## [BRIEF]
Please render each line of the listing below as a numbered list, dropping blank lines and leaving out the pictures.

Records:
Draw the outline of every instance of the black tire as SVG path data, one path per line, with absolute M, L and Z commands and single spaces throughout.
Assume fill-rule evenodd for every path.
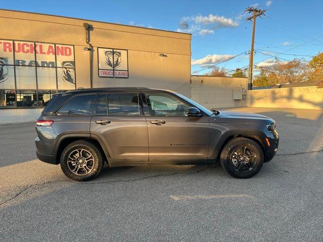
M 79 152 L 78 156 L 78 152 Z M 80 156 L 80 153 L 83 155 Z M 76 155 L 73 155 L 74 154 Z M 91 155 L 92 157 L 89 155 Z M 76 161 L 78 162 L 79 159 L 82 160 L 81 157 L 83 157 L 83 156 L 85 157 L 84 159 L 85 160 L 88 159 L 89 164 L 88 164 L 86 162 L 86 164 L 83 166 L 83 167 L 81 167 L 76 164 Z M 69 158 L 69 156 L 73 159 Z M 96 145 L 90 141 L 85 140 L 78 140 L 68 145 L 62 153 L 60 161 L 61 167 L 64 174 L 70 179 L 78 182 L 89 180 L 97 176 L 104 165 L 103 156 Z M 82 162 L 81 161 L 80 163 L 81 162 L 82 164 L 80 164 L 80 166 L 82 166 L 85 161 Z M 77 170 L 80 170 L 79 172 L 76 171 L 77 174 L 74 173 L 75 170 L 74 172 L 72 171 L 75 167 L 76 167 L 75 169 L 78 167 L 79 169 Z
M 245 149 L 244 147 L 246 147 Z M 253 158 L 251 159 L 249 158 L 246 161 L 245 157 L 243 157 L 243 151 L 247 154 L 247 157 Z M 253 154 L 251 154 L 252 152 Z M 258 144 L 249 139 L 241 137 L 235 138 L 229 141 L 220 156 L 223 168 L 229 174 L 236 178 L 249 178 L 255 175 L 261 169 L 263 159 L 263 152 Z

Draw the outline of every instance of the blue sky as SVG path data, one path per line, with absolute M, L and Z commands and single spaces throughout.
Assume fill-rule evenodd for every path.
M 275 52 L 304 55 L 323 52 L 323 1 L 319 0 L 14 1 L 2 8 L 175 31 L 179 22 L 185 20 L 192 34 L 193 72 L 249 50 L 252 24 L 243 12 L 250 6 L 267 10 L 266 16 L 257 19 L 255 48 L 261 50 L 255 55 L 256 65 L 270 67 L 274 58 L 259 51 L 273 51 L 264 52 L 272 55 L 277 54 Z M 248 63 L 248 56 L 242 54 L 219 66 L 230 71 Z

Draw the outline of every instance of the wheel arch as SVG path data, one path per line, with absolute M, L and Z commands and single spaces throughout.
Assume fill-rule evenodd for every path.
M 217 160 L 220 159 L 221 153 L 222 153 L 224 148 L 228 142 L 232 139 L 237 137 L 243 137 L 252 140 L 260 146 L 265 160 L 266 152 L 265 146 L 263 141 L 264 140 L 264 136 L 265 137 L 264 134 L 260 131 L 228 131 L 223 135 L 222 139 L 219 141 L 218 147 L 216 150 L 213 157 Z
M 105 148 L 103 141 L 99 137 L 95 135 L 91 136 L 89 134 L 72 134 L 63 135 L 60 137 L 56 143 L 53 151 L 53 154 L 56 156 L 56 164 L 60 163 L 61 155 L 66 146 L 72 142 L 81 140 L 90 141 L 95 144 L 101 151 L 102 154 L 104 156 L 106 161 L 109 163 L 109 159 L 111 158 L 110 153 Z

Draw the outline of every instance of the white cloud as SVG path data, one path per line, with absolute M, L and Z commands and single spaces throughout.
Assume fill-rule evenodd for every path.
M 272 3 L 273 1 L 271 1 L 270 0 L 266 2 L 266 6 L 269 7 L 272 5 Z
M 235 28 L 239 26 L 240 20 L 239 16 L 233 19 L 224 16 L 209 14 L 208 16 L 196 15 L 192 17 L 183 17 L 181 21 L 188 23 L 187 32 L 193 34 L 205 35 L 214 34 L 219 28 Z M 178 32 L 185 32 L 183 29 L 178 29 Z
M 210 14 L 208 16 L 198 15 L 192 18 L 197 24 L 203 25 L 214 24 L 216 28 L 234 28 L 239 26 L 239 23 L 232 20 L 232 19 L 225 18 L 224 16 L 218 16 Z
M 209 34 L 214 34 L 214 30 L 211 29 L 202 29 L 198 32 L 198 34 L 200 35 L 205 35 Z
M 208 54 L 205 57 L 191 61 L 192 66 L 196 65 L 210 65 L 218 62 L 226 60 L 234 56 L 232 54 Z

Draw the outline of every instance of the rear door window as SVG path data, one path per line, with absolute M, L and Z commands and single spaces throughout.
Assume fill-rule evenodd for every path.
M 57 112 L 58 115 L 92 115 L 96 94 L 75 96 L 65 103 Z
M 139 116 L 138 93 L 108 93 L 99 95 L 96 115 Z

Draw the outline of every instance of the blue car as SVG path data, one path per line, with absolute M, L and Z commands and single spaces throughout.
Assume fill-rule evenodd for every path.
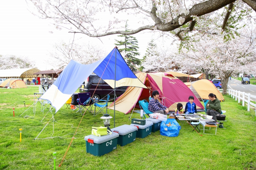
M 220 81 L 212 81 L 212 83 L 216 86 L 218 89 L 221 88 L 221 83 Z

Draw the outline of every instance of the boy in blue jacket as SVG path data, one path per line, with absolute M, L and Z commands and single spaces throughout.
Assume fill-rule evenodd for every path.
M 196 113 L 196 104 L 193 102 L 194 101 L 194 97 L 190 96 L 188 97 L 189 102 L 186 104 L 185 107 L 185 114 L 189 114 Z

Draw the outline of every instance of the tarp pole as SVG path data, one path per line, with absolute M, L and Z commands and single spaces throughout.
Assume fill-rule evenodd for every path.
M 114 128 L 116 118 L 116 57 L 115 62 L 115 89 L 114 89 Z

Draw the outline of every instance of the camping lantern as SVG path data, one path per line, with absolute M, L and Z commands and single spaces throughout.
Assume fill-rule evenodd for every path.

## [RESULT OF THE TASK]
1. Draw the outline of every instance of the black tire as SVG path data, one path per line, with absolute M, L and Z commands and single spaces throughout.
2. Assume fill-rule evenodd for every path.
3. M 79 152 L 78 156 L 78 152 Z M 80 156 L 80 153 L 83 155 Z M 76 155 L 73 155 L 74 154 Z M 91 155 L 92 157 L 89 155 Z M 76 161 L 78 162 L 79 159 L 82 160 L 81 157 L 83 157 L 83 156 L 85 157 L 84 159 L 85 160 L 88 159 L 89 164 L 88 164 L 86 162 L 86 164 L 83 166 L 83 167 L 81 167 L 76 164 Z M 69 158 L 69 156 L 73 159 Z M 96 145 L 90 141 L 85 140 L 78 140 L 68 145 L 62 153 L 60 161 L 61 167 L 64 174 L 70 179 L 78 182 L 89 180 L 97 176 L 104 165 L 103 156 Z M 82 162 L 81 161 L 80 163 L 81 162 L 82 164 L 80 164 L 80 166 L 82 166 L 85 161 Z M 77 170 L 80 170 L 79 172 L 76 171 L 77 174 L 74 173 L 75 170 L 74 172 L 72 171 L 75 167 L 76 167 L 75 169 L 78 167 L 79 169 Z
4. M 245 149 L 244 147 L 246 147 Z M 253 158 L 251 159 L 249 158 L 246 161 L 245 157 L 243 157 L 243 151 L 247 154 L 247 157 Z M 253 154 L 251 154 L 252 152 Z M 258 144 L 249 139 L 241 137 L 235 138 L 229 141 L 220 156 L 223 168 L 229 174 L 236 178 L 249 178 L 255 175 L 261 169 L 263 159 L 263 152 Z
5. Draw the outline of every instance of the blue sky as SVG path data, one path per line, with absolute M, L and Z commands and single spaces throughout.
6. Assume fill-rule evenodd for every path.
7. M 275 52 L 304 55 L 323 52 L 323 1 L 319 0 L 14 1 L 2 8 L 175 31 L 179 22 L 185 20 L 192 34 L 193 72 L 249 50 L 252 24 L 243 12 L 250 6 L 267 10 L 266 16 L 257 19 L 255 48 L 261 50 L 255 55 L 256 65 L 270 67 L 274 58 L 259 51 L 273 51 L 264 52 L 272 55 L 277 54 Z M 248 63 L 248 56 L 242 54 L 219 66 L 230 71 Z
8. Draw the outline of every instance of the wheel arch as SVG path data, one path per line, with absolute M, L and Z commands and single spaces throughout.
9. Assume fill-rule evenodd for every path.
10. M 217 160 L 220 159 L 221 153 L 222 153 L 224 148 L 228 142 L 232 139 L 237 137 L 243 137 L 252 140 L 260 146 L 265 160 L 266 152 L 265 146 L 263 141 L 264 140 L 264 136 L 265 137 L 264 134 L 260 131 L 228 131 L 223 135 L 222 139 L 219 141 L 218 147 L 216 150 L 213 157 Z
11. M 105 148 L 103 141 L 99 137 L 95 135 L 91 136 L 89 134 L 72 134 L 63 135 L 60 137 L 56 143 L 53 151 L 53 154 L 56 156 L 56 164 L 60 163 L 61 155 L 66 146 L 72 142 L 81 140 L 90 141 L 95 144 L 101 151 L 102 154 L 104 156 L 106 161 L 109 163 L 109 159 L 111 158 L 110 153 Z
12. Draw the outline of every instance of the white cloud as SVG path data, one path per line, with absolute M, L and Z commands and single spaces throughout.
13. Assume fill-rule evenodd for every path.
14. M 272 3 L 273 1 L 271 1 L 270 0 L 266 2 L 266 6 L 269 7 L 272 5 Z
15. M 235 28 L 239 26 L 240 20 L 239 16 L 233 19 L 224 16 L 209 14 L 208 16 L 196 15 L 192 17 L 183 17 L 181 21 L 188 23 L 187 32 L 193 34 L 205 35 L 214 34 L 219 28 Z M 178 32 L 185 32 L 183 29 L 178 29 Z
16. M 210 14 L 208 16 L 198 15 L 192 18 L 197 24 L 203 25 L 214 24 L 216 28 L 234 28 L 239 26 L 239 23 L 232 20 L 232 19 L 225 18 L 224 16 L 218 16 Z
17. M 209 34 L 214 34 L 214 30 L 211 29 L 202 29 L 198 32 L 198 34 L 200 35 L 205 35 Z
18. M 208 54 L 205 57 L 191 61 L 192 66 L 196 65 L 210 65 L 218 62 L 226 60 L 234 56 L 232 54 Z
19. Draw the outline of every instance of the rear door window as SVG path data, one path per line, with absolute M, L and Z commands and single spaces throughout.
20. Assume fill-rule evenodd for every path.
21. M 57 112 L 58 115 L 92 115 L 96 94 L 75 96 L 65 103 Z
22. M 139 116 L 138 93 L 108 93 L 99 95 L 96 115 Z
23. Draw the outline of every instance of the blue car as SVG path data, one path per line, with absolute M, L and Z commands and single spaces throughout.
24. Assume fill-rule evenodd for every path.
25. M 220 81 L 212 81 L 212 83 L 216 86 L 218 89 L 221 88 L 221 83 Z
26. Draw the outline of every instance of the boy in blue jacket as SVG path data, one path per line, with absolute M, L and Z commands and single spaces throughout.
27. Assume fill-rule evenodd for every path.
28. M 196 113 L 196 104 L 193 102 L 194 101 L 194 97 L 190 96 L 188 97 L 189 102 L 186 104 L 185 107 L 185 114 L 189 114 Z
29. Draw the outline of every instance of the tarp pole as SVG path data, one path per line, with absolute M, L and Z commands and single spaces throughout.
30. Assume fill-rule evenodd for every path.
31. M 114 128 L 116 118 L 116 57 L 115 62 L 115 89 L 114 89 Z
32. Draw the outline of every instance of the camping lantern as SVG path data, one path per line, with absolute M, L and Z commands and single spaces throughout.
33. Assume fill-rule evenodd for every path.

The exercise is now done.